## Aim
Quote the items from the line with "[bbox-request] multi-pane window" to the line with "685,247 -> 725,342", including both of those lines.

## Task data
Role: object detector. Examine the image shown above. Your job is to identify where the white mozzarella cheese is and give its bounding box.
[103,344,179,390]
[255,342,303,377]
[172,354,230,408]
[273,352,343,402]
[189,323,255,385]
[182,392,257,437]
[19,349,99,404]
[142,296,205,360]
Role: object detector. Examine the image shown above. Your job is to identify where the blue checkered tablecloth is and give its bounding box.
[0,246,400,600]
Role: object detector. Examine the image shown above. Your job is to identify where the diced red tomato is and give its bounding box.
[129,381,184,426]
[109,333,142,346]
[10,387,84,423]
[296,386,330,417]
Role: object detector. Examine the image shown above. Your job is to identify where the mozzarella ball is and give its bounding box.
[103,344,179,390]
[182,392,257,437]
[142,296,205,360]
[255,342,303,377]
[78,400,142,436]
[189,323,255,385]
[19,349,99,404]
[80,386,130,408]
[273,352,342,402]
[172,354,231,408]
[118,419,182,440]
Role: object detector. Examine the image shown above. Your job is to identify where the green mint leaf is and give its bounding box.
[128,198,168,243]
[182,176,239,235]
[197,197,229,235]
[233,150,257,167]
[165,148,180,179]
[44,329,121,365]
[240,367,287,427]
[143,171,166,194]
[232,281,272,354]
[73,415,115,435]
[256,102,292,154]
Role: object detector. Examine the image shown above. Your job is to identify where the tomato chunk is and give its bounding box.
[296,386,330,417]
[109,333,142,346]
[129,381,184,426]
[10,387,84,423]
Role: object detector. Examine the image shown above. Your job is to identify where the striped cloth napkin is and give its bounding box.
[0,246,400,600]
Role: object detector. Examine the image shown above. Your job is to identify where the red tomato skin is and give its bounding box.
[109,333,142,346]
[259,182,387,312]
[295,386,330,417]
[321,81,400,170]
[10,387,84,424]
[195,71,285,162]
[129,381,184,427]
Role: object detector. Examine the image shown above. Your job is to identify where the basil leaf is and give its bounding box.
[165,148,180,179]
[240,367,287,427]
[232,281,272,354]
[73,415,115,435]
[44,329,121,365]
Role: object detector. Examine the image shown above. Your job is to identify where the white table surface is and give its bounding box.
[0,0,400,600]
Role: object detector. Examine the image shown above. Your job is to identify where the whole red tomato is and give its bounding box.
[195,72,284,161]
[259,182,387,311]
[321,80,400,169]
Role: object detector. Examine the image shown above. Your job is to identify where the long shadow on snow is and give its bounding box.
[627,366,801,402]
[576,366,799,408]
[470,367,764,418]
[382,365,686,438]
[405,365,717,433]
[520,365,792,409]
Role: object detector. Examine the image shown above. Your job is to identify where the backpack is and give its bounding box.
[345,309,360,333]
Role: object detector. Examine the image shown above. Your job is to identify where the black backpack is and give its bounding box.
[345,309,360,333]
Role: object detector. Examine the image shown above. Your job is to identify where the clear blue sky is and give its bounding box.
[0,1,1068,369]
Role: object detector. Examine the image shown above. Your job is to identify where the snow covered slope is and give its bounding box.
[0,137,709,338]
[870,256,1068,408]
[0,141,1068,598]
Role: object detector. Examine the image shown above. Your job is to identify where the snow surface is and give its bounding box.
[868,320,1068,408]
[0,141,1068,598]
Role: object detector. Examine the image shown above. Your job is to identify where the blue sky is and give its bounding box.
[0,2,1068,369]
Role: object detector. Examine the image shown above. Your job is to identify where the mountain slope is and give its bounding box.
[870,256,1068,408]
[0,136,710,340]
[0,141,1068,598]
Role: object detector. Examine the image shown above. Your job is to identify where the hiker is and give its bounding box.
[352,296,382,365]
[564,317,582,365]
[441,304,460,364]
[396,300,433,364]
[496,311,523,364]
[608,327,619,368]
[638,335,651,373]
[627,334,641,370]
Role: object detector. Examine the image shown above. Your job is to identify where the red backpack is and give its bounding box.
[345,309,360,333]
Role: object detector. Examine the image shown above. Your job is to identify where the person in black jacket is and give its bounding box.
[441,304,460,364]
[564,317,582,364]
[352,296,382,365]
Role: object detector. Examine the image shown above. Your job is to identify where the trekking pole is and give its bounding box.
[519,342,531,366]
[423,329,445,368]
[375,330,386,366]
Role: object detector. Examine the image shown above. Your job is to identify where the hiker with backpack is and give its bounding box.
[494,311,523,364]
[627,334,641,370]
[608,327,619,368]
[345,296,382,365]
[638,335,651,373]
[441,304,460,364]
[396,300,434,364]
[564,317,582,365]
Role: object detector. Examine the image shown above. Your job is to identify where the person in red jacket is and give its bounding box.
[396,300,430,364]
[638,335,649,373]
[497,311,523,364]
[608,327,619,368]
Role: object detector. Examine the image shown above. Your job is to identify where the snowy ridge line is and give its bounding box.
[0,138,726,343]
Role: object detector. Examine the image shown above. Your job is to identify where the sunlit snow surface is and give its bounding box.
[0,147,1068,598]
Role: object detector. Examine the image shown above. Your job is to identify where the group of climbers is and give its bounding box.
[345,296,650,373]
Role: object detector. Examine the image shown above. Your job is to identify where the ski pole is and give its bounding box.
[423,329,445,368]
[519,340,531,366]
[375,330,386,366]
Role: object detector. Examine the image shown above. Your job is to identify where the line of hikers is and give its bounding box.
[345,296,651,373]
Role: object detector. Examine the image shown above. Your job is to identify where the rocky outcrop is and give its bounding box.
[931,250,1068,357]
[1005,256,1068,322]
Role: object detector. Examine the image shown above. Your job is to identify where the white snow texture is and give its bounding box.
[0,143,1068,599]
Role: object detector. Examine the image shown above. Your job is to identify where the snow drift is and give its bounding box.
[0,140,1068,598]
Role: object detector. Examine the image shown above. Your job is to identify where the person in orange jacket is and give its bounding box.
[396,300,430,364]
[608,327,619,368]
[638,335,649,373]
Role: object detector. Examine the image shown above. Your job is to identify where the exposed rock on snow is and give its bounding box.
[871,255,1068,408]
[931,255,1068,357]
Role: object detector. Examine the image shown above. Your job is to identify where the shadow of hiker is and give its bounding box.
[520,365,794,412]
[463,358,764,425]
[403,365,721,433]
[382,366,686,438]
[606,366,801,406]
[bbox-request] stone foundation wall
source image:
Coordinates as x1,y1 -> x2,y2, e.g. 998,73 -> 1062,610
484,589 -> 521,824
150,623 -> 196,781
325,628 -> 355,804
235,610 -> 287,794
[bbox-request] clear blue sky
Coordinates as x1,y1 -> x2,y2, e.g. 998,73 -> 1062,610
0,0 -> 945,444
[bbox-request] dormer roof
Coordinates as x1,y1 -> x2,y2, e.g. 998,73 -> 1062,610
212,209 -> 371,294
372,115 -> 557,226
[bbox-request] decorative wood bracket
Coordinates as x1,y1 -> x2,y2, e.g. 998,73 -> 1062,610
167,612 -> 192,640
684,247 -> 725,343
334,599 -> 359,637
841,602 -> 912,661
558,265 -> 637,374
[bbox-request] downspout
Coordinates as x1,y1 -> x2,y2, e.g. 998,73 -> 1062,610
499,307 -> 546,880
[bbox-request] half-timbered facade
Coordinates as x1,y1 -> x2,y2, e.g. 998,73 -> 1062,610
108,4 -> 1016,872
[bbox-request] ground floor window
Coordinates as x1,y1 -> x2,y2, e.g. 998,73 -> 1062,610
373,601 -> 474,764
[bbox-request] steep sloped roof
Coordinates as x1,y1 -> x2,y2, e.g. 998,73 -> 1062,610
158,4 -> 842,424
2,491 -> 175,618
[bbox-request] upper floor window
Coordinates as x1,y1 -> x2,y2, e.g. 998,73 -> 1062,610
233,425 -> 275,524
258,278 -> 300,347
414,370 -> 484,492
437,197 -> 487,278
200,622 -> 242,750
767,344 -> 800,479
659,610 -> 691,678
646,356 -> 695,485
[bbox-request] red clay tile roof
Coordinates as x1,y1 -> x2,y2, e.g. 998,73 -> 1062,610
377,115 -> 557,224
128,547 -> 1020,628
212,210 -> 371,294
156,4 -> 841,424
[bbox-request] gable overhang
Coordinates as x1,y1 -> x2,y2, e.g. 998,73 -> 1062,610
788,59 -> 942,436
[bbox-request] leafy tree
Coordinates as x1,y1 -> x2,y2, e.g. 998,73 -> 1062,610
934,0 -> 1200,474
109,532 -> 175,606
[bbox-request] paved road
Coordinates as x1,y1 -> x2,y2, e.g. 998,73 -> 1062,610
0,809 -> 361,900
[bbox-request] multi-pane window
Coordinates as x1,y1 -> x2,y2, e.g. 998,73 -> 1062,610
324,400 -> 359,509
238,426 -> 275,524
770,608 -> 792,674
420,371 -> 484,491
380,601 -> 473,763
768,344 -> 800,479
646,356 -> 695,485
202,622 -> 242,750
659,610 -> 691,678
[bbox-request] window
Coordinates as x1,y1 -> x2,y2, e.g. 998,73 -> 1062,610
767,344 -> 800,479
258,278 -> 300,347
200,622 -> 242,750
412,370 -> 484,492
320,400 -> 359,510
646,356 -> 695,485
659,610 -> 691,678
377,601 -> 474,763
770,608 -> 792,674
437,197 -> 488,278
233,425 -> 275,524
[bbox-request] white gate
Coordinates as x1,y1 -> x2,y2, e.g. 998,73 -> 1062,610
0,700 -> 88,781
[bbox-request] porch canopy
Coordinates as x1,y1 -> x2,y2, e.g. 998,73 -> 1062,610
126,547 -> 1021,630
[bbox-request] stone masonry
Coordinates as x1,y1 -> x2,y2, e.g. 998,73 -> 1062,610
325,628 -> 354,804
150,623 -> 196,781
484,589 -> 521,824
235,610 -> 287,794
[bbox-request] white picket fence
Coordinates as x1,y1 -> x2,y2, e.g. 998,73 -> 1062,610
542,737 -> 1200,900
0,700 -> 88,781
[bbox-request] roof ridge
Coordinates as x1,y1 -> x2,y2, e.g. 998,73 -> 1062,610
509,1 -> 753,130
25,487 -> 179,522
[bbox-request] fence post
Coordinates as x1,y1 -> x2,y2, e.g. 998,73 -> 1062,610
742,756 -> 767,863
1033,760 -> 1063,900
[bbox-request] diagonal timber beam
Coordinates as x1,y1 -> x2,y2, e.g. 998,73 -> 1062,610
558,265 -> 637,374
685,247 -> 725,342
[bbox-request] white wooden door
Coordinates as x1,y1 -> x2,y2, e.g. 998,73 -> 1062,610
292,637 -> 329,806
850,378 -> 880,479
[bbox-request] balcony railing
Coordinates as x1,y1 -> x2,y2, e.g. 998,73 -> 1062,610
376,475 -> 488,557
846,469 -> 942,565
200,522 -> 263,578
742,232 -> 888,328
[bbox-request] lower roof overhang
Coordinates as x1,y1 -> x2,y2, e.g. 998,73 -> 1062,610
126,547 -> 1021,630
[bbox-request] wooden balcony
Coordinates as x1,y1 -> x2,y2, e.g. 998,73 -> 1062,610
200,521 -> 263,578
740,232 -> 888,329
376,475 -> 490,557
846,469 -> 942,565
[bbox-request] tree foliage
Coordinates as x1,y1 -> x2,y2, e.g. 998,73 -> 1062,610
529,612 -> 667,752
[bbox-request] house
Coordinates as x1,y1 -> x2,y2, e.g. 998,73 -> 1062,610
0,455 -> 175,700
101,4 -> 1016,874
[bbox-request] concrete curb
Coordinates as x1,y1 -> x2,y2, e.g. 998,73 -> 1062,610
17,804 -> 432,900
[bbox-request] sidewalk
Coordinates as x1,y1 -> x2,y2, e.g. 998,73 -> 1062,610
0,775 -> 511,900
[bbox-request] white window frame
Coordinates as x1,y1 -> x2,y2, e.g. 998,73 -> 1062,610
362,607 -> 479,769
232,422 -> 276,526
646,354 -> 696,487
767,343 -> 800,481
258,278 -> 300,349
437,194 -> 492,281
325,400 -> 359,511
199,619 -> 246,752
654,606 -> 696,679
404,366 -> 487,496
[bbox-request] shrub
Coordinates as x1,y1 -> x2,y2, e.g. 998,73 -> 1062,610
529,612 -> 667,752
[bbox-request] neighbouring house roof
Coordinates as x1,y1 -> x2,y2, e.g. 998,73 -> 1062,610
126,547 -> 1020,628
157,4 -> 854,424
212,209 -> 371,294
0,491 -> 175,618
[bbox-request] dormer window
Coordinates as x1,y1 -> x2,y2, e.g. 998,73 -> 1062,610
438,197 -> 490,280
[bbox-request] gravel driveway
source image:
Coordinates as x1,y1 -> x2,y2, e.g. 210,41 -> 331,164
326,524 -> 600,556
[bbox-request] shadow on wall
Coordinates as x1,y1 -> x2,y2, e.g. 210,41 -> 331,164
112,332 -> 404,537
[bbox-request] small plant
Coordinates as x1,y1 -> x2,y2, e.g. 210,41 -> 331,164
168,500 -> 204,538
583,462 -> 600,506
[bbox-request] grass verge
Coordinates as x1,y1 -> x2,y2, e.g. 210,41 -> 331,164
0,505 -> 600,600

## Response to this task
[bbox-request] multi-pane window
Coordinates as x1,y1 -> x2,y2, e.g. 998,73 -> 1062,610
324,400 -> 359,509
238,426 -> 275,524
770,608 -> 792,674
420,371 -> 484,491
380,601 -> 473,763
768,344 -> 800,479
646,356 -> 695,485
202,622 -> 242,750
659,610 -> 691,678
[bbox-request] window
Coordinates as x1,y1 -> x2,y2, e.g. 998,73 -> 1062,610
767,344 -> 800,479
258,278 -> 300,347
200,622 -> 242,750
412,370 -> 484,492
320,400 -> 359,510
646,356 -> 695,485
659,610 -> 691,678
377,601 -> 474,763
770,608 -> 792,674
437,197 -> 488,278
233,425 -> 275,524
[bbox-request] white gate
Coordinates as x1,y1 -> x2,y2, e.g. 998,73 -> 1062,610
0,700 -> 88,781
[bbox-request] porch canopy
Coordinates as x1,y1 -> x2,y2, e.g. 998,73 -> 1062,610
126,547 -> 1021,630
[bbox-request] stone masonry
Coordinates as x1,y1 -> x2,y2, e.g. 998,73 -> 1062,610
325,628 -> 354,804
150,623 -> 196,781
484,589 -> 521,824
235,610 -> 287,794
[bbox-request] white picket fence
Coordinates as x1,y1 -> x2,y2, e.g. 998,73 -> 1062,610
542,737 -> 1200,900
0,700 -> 88,781
[bbox-request] roof ridge
Coordinates as x1,y1 -> x2,y2, e.g. 998,73 -> 1062,610
509,1 -> 753,130
25,487 -> 179,522
[bbox-request] fence post
Coordinates as x1,y1 -> x2,y2, e.g. 998,73 -> 1062,610
742,756 -> 767,863
1033,760 -> 1063,900
[bbox-request] diagonal timber beam
Coordinates as x1,y1 -> x2,y2, e.g. 998,73 -> 1062,610
558,265 -> 637,374
685,247 -> 725,342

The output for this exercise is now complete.